What is needed: The answer should be one number only, namely how many lines of the records hold the word "audit".

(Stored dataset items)
+--

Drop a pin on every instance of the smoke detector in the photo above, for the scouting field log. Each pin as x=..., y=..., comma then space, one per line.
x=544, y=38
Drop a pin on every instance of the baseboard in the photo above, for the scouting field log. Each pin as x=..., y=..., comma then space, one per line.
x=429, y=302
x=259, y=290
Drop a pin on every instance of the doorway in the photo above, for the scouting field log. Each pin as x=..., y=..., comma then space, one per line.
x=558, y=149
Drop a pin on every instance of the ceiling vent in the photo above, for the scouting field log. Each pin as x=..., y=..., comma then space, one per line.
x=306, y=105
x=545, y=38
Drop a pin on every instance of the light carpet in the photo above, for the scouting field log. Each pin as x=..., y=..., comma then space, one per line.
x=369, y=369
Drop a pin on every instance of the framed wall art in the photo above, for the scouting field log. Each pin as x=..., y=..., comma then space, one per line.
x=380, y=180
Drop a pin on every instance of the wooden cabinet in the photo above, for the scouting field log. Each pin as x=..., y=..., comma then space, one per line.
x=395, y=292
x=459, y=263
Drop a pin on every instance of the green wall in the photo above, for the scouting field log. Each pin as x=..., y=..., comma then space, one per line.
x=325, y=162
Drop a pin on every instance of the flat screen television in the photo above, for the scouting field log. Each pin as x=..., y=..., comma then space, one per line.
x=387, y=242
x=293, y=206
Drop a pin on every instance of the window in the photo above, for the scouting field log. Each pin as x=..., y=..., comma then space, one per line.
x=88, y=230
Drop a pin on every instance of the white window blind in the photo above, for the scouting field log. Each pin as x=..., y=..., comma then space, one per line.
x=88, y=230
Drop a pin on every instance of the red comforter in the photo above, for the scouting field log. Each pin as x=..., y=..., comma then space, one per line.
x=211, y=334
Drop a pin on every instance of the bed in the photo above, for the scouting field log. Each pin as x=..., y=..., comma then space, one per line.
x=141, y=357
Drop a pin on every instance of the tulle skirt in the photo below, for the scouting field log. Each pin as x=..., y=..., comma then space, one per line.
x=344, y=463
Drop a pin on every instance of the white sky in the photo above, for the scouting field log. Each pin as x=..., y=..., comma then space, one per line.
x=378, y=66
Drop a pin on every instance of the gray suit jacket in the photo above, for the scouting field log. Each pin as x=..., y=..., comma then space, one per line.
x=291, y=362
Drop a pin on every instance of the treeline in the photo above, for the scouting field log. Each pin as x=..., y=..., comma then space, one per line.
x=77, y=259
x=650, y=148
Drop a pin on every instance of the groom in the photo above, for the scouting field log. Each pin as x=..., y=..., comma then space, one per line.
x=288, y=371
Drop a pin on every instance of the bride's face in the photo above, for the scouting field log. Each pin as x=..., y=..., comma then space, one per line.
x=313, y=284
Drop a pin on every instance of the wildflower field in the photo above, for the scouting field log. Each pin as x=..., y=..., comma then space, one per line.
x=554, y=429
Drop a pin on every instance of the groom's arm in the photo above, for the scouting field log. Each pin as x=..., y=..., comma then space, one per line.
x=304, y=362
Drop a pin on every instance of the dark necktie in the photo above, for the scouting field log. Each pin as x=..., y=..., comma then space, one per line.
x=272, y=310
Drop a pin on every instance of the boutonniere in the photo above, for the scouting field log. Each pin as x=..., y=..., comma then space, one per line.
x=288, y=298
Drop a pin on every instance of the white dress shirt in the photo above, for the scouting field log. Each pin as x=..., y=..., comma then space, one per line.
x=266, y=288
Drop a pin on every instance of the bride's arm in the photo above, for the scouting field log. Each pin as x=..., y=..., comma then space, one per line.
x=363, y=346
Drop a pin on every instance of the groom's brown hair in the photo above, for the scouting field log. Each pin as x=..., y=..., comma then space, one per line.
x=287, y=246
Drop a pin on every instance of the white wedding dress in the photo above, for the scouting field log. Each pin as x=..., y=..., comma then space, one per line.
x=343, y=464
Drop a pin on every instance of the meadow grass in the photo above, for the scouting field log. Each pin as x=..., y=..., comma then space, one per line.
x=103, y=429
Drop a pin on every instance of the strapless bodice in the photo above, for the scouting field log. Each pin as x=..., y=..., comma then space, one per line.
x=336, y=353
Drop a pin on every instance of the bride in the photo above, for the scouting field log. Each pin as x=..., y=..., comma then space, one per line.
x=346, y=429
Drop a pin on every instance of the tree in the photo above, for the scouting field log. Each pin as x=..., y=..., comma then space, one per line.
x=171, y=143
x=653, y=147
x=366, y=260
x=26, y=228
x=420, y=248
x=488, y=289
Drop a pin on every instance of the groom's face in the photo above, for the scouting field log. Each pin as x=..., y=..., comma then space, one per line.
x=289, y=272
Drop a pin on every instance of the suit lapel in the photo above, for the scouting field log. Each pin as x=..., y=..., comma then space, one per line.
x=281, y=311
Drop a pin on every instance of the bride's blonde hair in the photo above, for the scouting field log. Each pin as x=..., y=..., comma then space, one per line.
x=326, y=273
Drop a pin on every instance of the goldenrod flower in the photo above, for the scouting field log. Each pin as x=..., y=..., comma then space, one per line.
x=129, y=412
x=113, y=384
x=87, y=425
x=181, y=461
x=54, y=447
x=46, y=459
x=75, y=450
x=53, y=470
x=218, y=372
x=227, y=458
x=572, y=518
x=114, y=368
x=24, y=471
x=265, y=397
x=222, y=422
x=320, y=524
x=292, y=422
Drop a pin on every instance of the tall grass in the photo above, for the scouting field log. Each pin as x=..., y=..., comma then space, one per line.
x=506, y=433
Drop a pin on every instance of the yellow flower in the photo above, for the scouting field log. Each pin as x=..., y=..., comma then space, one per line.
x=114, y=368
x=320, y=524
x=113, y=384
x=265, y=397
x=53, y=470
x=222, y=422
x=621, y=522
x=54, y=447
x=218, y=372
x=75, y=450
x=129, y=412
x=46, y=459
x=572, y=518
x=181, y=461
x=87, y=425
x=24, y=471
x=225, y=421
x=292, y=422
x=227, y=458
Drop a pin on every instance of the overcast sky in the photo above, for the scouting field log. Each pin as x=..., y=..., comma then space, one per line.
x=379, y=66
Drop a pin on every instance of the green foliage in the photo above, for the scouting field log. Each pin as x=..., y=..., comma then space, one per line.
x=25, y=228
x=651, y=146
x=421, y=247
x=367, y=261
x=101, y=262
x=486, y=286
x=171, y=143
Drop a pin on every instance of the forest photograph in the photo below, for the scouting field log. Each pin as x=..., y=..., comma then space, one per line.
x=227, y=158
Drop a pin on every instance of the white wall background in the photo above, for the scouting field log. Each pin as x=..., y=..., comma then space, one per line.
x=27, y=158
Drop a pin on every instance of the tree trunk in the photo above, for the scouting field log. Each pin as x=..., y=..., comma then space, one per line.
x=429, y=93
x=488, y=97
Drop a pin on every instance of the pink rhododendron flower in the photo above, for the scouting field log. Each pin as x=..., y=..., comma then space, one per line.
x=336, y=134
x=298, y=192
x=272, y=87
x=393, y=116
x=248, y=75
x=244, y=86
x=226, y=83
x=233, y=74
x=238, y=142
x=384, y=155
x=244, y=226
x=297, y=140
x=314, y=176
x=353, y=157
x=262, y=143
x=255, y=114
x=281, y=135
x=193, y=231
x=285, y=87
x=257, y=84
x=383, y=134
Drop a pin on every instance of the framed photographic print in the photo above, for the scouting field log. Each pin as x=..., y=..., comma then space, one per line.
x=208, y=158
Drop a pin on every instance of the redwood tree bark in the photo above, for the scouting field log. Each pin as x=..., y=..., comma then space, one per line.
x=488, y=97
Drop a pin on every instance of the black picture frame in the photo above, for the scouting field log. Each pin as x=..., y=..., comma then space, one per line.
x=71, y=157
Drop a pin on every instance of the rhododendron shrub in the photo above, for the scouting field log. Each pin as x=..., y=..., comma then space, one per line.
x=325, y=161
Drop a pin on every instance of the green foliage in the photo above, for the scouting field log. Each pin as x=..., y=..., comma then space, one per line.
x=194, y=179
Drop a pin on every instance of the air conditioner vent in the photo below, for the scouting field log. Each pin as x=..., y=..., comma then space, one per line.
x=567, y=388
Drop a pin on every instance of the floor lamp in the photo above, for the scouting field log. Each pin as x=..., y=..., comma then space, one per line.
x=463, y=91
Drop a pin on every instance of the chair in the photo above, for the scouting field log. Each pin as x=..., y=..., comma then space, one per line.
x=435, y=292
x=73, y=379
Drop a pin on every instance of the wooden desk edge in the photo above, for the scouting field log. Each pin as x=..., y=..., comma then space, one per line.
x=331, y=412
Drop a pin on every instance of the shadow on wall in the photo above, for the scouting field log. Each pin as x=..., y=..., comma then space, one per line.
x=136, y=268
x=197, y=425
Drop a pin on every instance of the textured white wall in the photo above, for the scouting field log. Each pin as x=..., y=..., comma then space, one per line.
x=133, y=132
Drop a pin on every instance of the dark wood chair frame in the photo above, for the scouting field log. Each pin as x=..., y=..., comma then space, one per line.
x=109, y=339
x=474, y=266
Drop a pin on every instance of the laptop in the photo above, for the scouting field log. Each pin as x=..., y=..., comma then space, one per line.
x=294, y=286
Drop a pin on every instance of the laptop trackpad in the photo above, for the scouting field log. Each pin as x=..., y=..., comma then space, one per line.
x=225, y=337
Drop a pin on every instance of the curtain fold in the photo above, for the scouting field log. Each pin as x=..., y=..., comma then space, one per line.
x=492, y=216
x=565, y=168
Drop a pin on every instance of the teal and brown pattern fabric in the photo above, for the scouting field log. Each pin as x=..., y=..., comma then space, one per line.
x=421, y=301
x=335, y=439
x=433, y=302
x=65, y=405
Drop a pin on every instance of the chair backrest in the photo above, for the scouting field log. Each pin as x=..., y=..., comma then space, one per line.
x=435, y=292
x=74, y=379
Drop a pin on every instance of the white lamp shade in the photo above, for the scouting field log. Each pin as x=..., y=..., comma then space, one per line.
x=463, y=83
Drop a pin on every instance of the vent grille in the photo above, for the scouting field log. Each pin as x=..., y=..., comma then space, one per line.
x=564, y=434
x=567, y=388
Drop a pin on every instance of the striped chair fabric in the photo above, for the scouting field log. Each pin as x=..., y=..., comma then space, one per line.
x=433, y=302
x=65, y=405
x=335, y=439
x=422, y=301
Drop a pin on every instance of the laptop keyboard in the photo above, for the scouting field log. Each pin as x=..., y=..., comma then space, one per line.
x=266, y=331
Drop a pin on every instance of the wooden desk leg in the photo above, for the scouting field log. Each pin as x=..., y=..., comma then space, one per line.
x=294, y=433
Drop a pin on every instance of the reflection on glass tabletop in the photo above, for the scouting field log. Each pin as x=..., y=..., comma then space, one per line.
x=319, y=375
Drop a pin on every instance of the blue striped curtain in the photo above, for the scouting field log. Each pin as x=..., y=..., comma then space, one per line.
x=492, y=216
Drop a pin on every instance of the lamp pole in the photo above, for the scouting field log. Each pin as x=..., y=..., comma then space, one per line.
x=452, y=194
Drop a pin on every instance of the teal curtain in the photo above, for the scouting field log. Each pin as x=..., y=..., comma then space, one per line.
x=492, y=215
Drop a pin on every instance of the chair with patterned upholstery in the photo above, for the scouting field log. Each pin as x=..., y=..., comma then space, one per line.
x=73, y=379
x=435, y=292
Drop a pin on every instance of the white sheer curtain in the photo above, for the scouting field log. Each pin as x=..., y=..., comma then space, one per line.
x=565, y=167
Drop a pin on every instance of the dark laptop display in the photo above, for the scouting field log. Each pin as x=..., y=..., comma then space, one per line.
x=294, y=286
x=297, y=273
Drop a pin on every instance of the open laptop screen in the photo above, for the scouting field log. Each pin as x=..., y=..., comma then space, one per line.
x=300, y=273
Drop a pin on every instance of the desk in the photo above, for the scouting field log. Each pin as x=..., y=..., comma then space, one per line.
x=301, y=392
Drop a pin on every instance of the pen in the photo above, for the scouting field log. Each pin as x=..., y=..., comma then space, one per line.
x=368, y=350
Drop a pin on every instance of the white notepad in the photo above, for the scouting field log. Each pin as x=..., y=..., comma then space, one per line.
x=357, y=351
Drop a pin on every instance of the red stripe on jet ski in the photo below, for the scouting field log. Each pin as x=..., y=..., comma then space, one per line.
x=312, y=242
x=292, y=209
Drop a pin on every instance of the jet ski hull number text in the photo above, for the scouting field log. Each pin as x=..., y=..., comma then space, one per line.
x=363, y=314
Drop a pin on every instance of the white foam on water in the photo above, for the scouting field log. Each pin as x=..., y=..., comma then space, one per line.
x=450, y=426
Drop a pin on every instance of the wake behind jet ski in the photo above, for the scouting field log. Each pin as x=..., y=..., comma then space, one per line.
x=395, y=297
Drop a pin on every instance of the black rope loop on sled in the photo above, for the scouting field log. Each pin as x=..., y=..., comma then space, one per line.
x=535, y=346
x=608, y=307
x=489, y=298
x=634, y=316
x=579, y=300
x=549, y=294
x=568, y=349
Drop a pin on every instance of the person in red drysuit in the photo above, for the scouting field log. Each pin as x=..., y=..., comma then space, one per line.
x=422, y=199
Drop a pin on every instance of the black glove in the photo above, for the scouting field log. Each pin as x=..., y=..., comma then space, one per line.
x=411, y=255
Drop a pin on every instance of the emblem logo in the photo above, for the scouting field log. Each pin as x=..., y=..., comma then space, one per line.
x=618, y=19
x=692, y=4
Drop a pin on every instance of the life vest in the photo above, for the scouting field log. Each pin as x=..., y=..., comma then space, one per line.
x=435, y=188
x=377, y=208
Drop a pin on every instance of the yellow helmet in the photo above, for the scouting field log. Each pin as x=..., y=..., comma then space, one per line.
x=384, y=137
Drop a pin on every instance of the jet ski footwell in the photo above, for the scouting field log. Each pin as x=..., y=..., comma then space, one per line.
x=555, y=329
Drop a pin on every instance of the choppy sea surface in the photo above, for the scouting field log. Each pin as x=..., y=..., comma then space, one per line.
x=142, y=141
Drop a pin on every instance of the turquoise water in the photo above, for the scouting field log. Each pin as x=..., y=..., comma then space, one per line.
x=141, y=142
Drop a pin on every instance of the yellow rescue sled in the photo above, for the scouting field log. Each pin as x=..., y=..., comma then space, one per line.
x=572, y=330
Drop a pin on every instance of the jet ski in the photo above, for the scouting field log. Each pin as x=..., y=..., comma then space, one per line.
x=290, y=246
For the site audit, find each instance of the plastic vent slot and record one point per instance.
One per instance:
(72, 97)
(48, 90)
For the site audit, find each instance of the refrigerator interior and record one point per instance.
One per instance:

+--

Response below: 2